(Collected data)

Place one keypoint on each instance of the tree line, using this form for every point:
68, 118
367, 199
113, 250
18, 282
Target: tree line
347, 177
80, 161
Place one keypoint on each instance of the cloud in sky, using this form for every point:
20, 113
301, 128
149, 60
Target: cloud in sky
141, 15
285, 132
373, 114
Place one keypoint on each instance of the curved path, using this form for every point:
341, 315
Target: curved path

---

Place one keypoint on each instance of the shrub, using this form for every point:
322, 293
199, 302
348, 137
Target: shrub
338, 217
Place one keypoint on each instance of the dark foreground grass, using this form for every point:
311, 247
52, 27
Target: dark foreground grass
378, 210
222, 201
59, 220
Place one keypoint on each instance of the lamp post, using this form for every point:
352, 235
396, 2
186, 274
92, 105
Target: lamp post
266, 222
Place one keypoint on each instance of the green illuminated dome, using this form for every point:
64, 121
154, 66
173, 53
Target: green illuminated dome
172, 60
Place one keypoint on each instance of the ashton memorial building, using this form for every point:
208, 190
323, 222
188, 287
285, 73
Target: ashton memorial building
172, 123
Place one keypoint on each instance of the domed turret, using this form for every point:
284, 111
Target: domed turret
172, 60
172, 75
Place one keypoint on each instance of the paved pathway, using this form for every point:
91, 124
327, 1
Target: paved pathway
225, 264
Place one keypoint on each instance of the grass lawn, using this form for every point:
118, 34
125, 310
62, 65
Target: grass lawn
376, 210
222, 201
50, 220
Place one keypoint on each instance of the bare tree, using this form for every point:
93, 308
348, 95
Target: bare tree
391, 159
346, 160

**Assigned task:** Transcribe the records above exactly, beginning at the line that contains "Place one keypoint on each instance of the tree" and ending with the line that contains "Target: curved path", both included, and nothing else.

**Answer space:**
Place one keypoint on each instance of the tree line, using this form for every point:
68, 118
367, 199
113, 250
18, 282
Target: tree line
347, 177
80, 161
Place one keypoint on each instance of the cloud in sky, using this form for every point:
20, 113
301, 128
149, 60
Target: cloud in sky
141, 15
285, 132
373, 114
Place one keypoint on each instance of the curved path, using this form for every point:
341, 315
Target: curved path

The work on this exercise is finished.